The characteristics of the schoolchildren are shown in Table 1. The mean BMI was 17.1±0.09 kg/m² (range, 10.8-29.9). The prevalence of AHR was 42.7% (285/667). The sensitization rate (skin prick test; allergen/histamine ≥3+) to common inhalant allergens was 30.3% (202/667). The mean BMI of boys was not different from that of girls (17.09±0.13 kg/m² vs. 17.12±0.12 kg/m², respectively). The PC₂₀ in children with BMIs ≥17.1 kg/m² (6.05±0.43 mg/mL) was significantly lower than in children with BMIs <17.1 kg/m² (7.75±0.57 mg/mL, p<0.05). The prevalence of AHR in boys was not different from that in girls (146 of 318 boys vs. 170 of 348 girls). The children were grouped by sex into percentile of BMI. The PC₂₀ in boys was lower in the obese group than in the overweight and non-weight groups (n=9, 3.65±1.10 mg/mL vs. n = 135, 6.36±0.50 mg/mL vs. n=11, 8.38±1.82 mg/mL, respectively; p<0.05). The PC₂₀ in girls was not different by percentile of BMI (obese, n=11, 7.72±2.74 mg/mL vs. non-weight, n=153, 6.90±0.53 mg/mL vs. overweight, n=16, 8.00±2.11 mg/mL). The PC₂₀ in boys and girls with atopy was significantly lower than that in boys and girls without atopy (boys, 5.12±0.74 mg/mL with atopy vs. 7.09±0.59 mg/mL without atopy, p<0.01; girls, 5.05±0.81 mg/mL with atopy vs. 8.08±0.65 mg/mL without atopy, p<0.01). In a multiple logistic regression model that included all of the children, adjusted for age, sex, smoking status of parents, FEV₁, and family history, independent associations with AHR were seen with BMI (OR=2.735; 95% CI=1.125-7.762, p=0.045), asthma symptoms (OR=1.927; 95% CI=1.113-3.926, p=0.012), and atopy (OR=1.745; 95% CI=1.035-2.987, p=0.018) (Table 2). In a multiple logistic regression model that included only boys and was adjusted for BMI, age, sex, FEV₁, atopy, and family history, independent associations with AHR were seen with smoking status of parents (OR=1.999; 95% CI=1.109-3.603, p=0.021) and asthma symptoms (OR=1.325; 95% CI=0.789-1.764, p=0.027) (Table 3).

DISCUSSION

This epidemiological survey showed that BMI, asthma symptoms, and atopy were associated with AHR. Boys who were obese had severe AHR, and the status of parents' smoking was an independent risk factor for AHR in boys. These results indicate that BMI may contribute to the development of AHR. Furthermore, specific interventions aimed at preventing excessive weight gain and smoking exposure in schoolchildren, especially in boys, may be a valuable step in preventing the development of asthma.

Segmentation mask data
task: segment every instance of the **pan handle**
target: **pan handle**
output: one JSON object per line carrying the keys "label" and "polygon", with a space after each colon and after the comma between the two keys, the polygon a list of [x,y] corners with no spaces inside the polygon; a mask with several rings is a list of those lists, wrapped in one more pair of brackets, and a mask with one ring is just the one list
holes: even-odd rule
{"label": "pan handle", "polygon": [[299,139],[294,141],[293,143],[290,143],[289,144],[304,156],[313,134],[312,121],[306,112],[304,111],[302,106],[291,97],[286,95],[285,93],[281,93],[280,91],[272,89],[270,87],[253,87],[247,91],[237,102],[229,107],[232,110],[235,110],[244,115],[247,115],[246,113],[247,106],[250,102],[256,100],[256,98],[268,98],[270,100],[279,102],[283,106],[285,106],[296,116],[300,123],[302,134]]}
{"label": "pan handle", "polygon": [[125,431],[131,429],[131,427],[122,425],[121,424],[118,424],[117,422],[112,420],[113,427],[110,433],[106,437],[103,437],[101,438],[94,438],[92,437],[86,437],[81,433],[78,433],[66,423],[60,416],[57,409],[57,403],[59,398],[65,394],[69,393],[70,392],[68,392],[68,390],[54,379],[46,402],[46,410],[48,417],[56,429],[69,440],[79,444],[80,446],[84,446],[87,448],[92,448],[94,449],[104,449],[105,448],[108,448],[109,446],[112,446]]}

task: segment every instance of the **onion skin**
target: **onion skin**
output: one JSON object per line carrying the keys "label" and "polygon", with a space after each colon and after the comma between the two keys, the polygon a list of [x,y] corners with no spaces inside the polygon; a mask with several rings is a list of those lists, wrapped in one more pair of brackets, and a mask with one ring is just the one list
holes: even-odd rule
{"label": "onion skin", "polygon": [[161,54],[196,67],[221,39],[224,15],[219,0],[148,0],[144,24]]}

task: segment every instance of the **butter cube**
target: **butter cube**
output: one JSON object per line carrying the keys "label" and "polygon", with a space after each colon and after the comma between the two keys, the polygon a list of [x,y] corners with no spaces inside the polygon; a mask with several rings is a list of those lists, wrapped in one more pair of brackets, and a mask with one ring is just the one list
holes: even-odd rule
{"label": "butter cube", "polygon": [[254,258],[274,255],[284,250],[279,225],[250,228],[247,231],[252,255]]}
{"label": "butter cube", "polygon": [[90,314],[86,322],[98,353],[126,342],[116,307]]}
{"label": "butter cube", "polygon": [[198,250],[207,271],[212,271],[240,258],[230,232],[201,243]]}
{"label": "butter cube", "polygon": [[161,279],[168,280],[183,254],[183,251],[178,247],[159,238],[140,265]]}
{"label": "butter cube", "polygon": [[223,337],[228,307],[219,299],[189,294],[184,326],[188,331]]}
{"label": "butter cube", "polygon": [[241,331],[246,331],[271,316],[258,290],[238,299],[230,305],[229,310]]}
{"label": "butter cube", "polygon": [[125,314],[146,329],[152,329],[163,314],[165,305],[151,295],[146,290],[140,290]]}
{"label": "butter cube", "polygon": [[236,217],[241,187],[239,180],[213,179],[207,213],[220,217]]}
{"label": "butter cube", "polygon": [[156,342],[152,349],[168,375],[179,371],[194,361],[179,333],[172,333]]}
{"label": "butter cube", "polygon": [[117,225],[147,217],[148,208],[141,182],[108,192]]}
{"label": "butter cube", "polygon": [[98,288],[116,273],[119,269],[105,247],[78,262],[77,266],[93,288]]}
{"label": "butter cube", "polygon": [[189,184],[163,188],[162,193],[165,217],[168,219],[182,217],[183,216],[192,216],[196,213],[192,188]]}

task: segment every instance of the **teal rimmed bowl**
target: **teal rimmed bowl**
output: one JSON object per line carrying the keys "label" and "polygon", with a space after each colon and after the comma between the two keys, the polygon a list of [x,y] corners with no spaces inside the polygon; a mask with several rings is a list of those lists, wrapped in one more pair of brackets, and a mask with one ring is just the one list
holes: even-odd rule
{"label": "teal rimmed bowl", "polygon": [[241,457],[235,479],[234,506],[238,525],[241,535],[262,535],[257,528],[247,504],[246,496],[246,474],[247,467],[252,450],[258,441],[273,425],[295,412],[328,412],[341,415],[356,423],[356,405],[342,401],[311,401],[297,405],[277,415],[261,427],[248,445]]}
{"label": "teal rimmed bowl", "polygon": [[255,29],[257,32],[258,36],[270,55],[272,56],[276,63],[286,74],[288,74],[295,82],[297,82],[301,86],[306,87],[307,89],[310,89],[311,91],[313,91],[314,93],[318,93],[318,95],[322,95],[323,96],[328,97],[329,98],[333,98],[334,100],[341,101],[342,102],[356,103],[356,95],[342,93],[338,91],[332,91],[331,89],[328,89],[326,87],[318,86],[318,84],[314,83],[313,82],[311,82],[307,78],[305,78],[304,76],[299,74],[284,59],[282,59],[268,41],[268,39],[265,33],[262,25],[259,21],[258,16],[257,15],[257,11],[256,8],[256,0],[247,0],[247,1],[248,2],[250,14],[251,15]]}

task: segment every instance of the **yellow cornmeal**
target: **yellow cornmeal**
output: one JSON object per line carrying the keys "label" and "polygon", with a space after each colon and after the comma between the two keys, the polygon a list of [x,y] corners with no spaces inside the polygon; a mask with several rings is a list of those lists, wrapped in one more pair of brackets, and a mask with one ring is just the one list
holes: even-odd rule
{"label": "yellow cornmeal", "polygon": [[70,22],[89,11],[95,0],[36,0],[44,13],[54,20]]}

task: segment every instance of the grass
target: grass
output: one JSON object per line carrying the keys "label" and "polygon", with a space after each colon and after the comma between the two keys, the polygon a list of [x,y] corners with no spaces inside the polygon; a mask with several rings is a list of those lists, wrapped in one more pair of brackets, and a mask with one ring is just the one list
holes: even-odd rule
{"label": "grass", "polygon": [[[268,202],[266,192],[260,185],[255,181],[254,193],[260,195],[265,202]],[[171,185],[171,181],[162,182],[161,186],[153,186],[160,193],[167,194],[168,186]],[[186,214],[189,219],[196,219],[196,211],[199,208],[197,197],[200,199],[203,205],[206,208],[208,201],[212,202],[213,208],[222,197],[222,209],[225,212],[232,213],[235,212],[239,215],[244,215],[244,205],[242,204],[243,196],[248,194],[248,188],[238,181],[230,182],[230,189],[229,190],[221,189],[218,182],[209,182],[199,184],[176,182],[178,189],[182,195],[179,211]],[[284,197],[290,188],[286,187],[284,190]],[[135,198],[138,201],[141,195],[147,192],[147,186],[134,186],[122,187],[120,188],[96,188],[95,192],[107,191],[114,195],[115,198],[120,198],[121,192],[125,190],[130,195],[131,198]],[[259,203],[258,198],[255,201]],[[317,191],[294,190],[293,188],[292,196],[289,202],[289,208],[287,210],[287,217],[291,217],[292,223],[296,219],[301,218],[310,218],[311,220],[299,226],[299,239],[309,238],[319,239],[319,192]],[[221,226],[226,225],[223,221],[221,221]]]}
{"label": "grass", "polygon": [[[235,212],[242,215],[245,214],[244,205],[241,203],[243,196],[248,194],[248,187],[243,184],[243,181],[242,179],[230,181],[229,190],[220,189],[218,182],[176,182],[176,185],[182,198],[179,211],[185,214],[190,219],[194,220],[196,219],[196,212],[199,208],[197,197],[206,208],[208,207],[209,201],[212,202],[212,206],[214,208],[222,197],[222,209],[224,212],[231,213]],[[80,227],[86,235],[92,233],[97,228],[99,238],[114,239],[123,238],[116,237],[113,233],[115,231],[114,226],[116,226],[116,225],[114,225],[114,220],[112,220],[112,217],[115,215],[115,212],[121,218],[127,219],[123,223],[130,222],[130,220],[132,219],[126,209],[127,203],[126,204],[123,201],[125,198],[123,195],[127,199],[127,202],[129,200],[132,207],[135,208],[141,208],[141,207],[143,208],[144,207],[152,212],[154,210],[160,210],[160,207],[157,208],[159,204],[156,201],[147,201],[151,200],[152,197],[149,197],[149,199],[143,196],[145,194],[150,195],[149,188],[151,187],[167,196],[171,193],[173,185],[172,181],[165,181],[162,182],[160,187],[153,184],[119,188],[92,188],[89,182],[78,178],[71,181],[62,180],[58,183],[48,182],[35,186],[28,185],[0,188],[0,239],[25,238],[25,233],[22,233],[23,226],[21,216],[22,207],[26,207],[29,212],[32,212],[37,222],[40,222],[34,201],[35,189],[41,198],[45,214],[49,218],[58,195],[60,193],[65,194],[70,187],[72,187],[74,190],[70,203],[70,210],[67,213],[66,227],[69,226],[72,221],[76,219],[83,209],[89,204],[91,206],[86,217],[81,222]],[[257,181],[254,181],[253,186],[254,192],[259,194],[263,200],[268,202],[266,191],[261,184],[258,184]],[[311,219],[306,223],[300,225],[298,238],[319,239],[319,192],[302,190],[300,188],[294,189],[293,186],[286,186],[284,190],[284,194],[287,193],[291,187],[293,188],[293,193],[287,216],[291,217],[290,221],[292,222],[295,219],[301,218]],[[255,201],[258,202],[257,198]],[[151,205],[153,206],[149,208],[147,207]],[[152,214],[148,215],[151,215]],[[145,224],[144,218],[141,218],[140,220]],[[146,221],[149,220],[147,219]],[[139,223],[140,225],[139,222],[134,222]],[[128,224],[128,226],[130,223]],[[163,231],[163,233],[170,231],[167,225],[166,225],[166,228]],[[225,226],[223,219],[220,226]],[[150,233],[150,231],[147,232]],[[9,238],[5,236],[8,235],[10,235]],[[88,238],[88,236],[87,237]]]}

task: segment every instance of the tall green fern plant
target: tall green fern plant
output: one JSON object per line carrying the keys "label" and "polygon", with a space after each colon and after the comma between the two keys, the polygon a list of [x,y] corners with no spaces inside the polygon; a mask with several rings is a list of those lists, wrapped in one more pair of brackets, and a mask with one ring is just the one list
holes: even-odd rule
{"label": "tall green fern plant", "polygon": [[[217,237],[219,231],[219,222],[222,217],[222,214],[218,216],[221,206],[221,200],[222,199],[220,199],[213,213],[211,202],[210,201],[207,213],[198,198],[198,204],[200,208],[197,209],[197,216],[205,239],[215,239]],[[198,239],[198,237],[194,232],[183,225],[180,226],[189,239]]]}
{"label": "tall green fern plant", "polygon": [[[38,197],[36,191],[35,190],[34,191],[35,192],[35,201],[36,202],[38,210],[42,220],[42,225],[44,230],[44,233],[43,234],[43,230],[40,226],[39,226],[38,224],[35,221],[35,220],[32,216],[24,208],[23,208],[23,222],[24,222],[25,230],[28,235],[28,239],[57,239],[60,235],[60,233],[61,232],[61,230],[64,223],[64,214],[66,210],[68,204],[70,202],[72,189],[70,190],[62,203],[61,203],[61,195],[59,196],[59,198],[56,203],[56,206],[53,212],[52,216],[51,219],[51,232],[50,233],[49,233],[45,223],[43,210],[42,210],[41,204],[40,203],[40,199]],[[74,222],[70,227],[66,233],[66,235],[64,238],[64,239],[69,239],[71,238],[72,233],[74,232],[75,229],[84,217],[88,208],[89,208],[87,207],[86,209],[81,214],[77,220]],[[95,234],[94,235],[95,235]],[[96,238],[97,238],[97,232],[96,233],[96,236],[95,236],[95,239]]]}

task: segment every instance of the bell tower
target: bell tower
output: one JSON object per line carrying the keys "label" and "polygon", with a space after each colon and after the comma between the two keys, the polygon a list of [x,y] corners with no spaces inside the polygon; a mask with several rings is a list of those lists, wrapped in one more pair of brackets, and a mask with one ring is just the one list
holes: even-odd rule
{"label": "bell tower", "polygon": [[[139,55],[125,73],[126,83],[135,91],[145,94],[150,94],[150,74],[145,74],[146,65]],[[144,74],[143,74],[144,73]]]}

### Required actions
- a) Answer these questions about the passage on body mass index and airway hyperresponsiveness in schoolchildren.
(i) What was the prevalence of AHR among the schoolchildren?
(ii) What was the mean PC₂₀ in boys in the obese group?
(iii) In the discussion, what was identified as an independent risk factor for AHR in boys?
- b) Carry on the passage on body mass index and airway hyperresponsiveness in schoolchildren from the point where it stops.

### Activity answers
- a)
(i) 42.7% (285/667).
(ii) 3.65±1.10 mg/mL.
(iii) The status of parents' smoking.

- b)
The marked increase in obesity over the last 20 years might be contributing to the concomitant increase in asthma prevalence. The usefulness of BMI as an indicator of adiposity in children and adolescents has been demonstrated17, 18). The prevalence of symptoms of atopy and rhinitis in girls6) was greater in those in the highest BMI quintile. The BMI-rhinitis association was dependent upon the BMI-atopy relationship. On the other hand, wheezing and AHR were significantly less common in girls in the lowest BMI quintile, and remained so after adjusting for atopy and other potential risk factors for bronchial hyperresponsiveness. Asthma induces a decrease in energy intake that does not result in a concomittant decrease in body weight. This suggests that there is a reduction in energy expenditure in asthma, perhaps caused by a disease-induced limitation of physical activity19). A number of studies over the last few decades have found greater prevalence of asthma in higher socioeconomic groups20, 21). In the Netherlands22), 793 middle-aged males were followed from 1960-1985. The intake of linoleic acid was positively associated with the risk of developing chronic nonspecific lung disease.

We found that BMI was associated with AHR in all of the children in a multiple logistic regression model that included atopy, age, sex, FEV₁, family history, and smoking status of parents. This observation is consistent with that of other authors4), who have shown that height-adjusted levels of airway lung function are strongly correlated with BMI in schoolchildren of both sexes. Obesity is not associated with asthma in healthy Korean children23). Differences between our study and Kang's reports23) may be due to population recruitment including: doctor's diagnosis, questionnaires, and epidemiologic studies. In contrast to the findings of a previous epidemiological study8-11), boys in the obese BMI percentiles have lower PC₂₀, suggesting that BMI may contribute to AHR. This observation suggests that factors other than female hormones, directly or indirectly involved in the putative causal pathway relating obesity to asthma, may explain the development of asthma. Further studies are needed to clarify the role of sex in AHR.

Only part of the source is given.